--- begin GIVEN TEXT ---

Taking Things Further
The sky’s the limit really once you’ve got wireless communication for your robot. One of the really big advantages of having wireless communication on a robot is that you have access to the much more powerful computing resources of a PC. You could use the PC to record data from the robot’s sensors, and possibly even build a map as the robot moves around its environment.
How to send data from a PC by bluetooth to the serial port. Is there any port com emulator? I understand very well the part to program in the arduino board, but what I have to do in the PC part?
It depends on which operating system you’re using i.e. Windows, Linux etc. I left setting up a PC bluetooth connection out of the tutorial, as it’s the kind of thing that requires a tutorial all on its own.
With that in mind, I followed this tutorial here to setup bluetooth as a serial port on Linux (will maybe also work on OS X), and I believe that this tutorial from Sparkfun will work for setting the device up on Windows.
Now, once you have a serial port setup on your operating system, you can perform the communication using your favourite terminal emulation program such as Hyperterminal or RealTerm for Windows, or Cutecom for Linux. If you want to do the communication programmaticaly then again you’ve got a load of options, my personal favourite is to use Python and PySerial.
Anyway, I hope that helps. I got the impression from your question, that setting up the serial port was the main thing you had an issue with, but if you need any more pointers for communication on the PC side, just let me know.

--- end GIVEN TEXT ---

■ **TASK SET**:
1. Please reproduce everything in the passage on wireless robot communication from "How to send" down to "up on Windows.".
2. Answer these from the passage on wireless robot communication:
(a) What is one of the really big advantages of having wireless communication on a robot?
(b) Why was setting up a PC bluetooth connection left out of the tutorial?
(c) Which terminal emulation program is named for Linux?
3. Extend the passage on wireless robot communication with new text that picks up after its final sentence.

--- begin AVAILABLE DATA ---

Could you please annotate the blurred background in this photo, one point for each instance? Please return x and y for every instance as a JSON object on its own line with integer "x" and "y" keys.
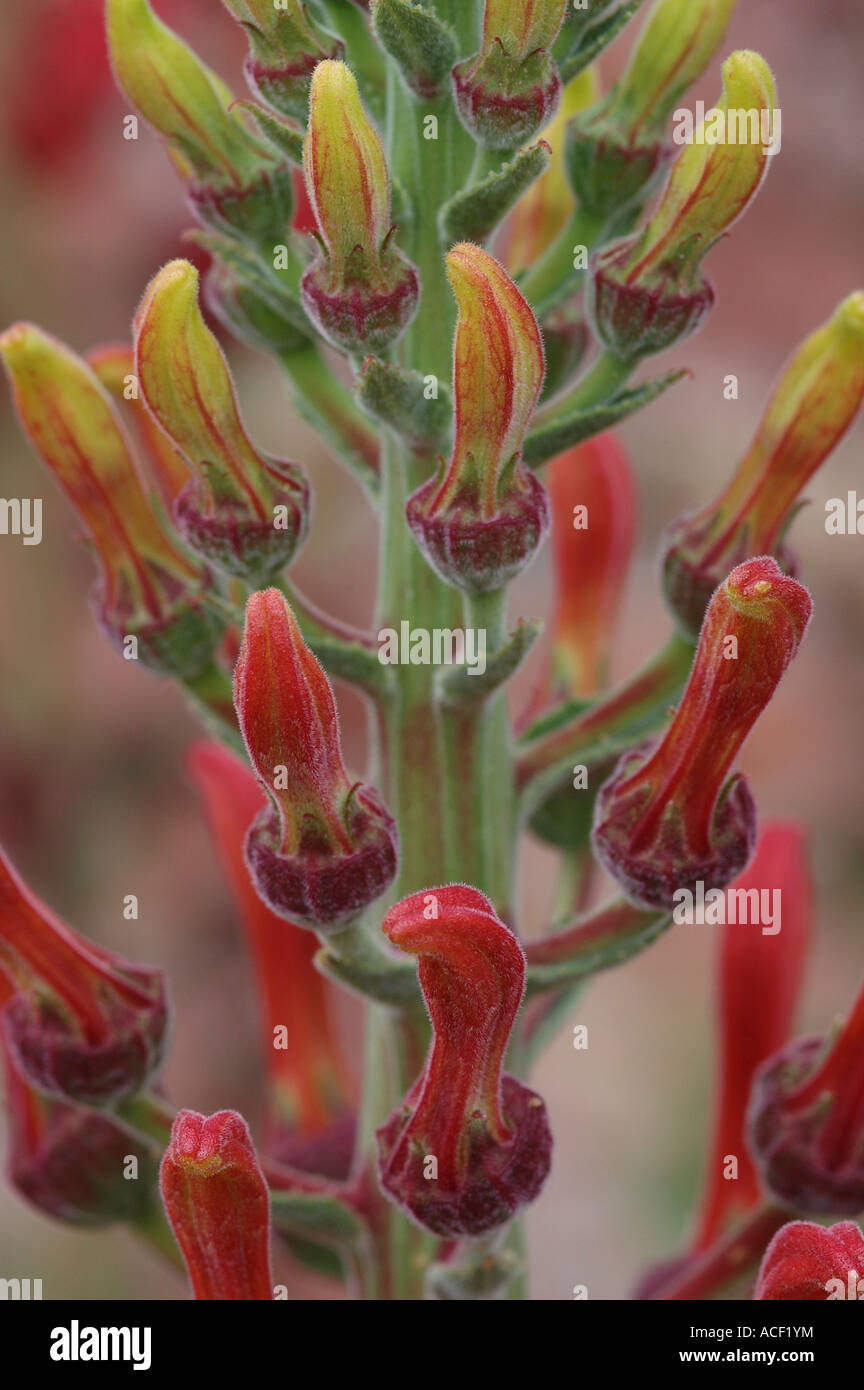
{"x": 93, "y": 798}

--- end AVAILABLE DATA ---

■ **ANSWERS TO THE EXERCISE**:
1.
How to send data from a PC by bluetooth to the serial port. Is there any port com emulator? I understand very well the part to program in the arduino board, but what I have to do in the PC part?
It depends on which operating system you’re using i.e. Windows, Linux etc. I left setting up a PC bluetooth connection out of the tutorial, as it’s the kind of thing that requires a tutorial all on its own.
With that in mind, I followed this tutorial here to setup bluetooth as a serial port on Linux (will maybe also work on OS X), and I believe that this tutorial from Sparkfun will work for setting the device up on Windows.

2.
(a) You have access to the much more powerful computing resources of a PC.
(b) It is the kind of thing that requires a tutorial all on its own.
(c) Cutecom.

3.
Regards
Alan
Yes you anwser very well to my question!!
I will read this tuto to setup bluetooth as a serial port on my windows. An after I will use a serial lib in C++.
Thanks!
Glad to help. Let us know how you get on. We’d be very interested to see what you’re working on. You could even post about it in our forums. It’s a bit quiet in there at the moment, so you’d have the honour of being amongst the first.
Was wondering how I change the name for the module, linvor is fine but does not suit my robot. Read a few articles mentioning AT commands but can’t find any information on this bluetooth device. Apart from that its fantastic
Hi Jess,
I haven’t tried these myself, but I think that the commands given here should do what you want. I think that the commands are sent with a serial write, you then wait a bit and should receive a response.
Let me know how you get on.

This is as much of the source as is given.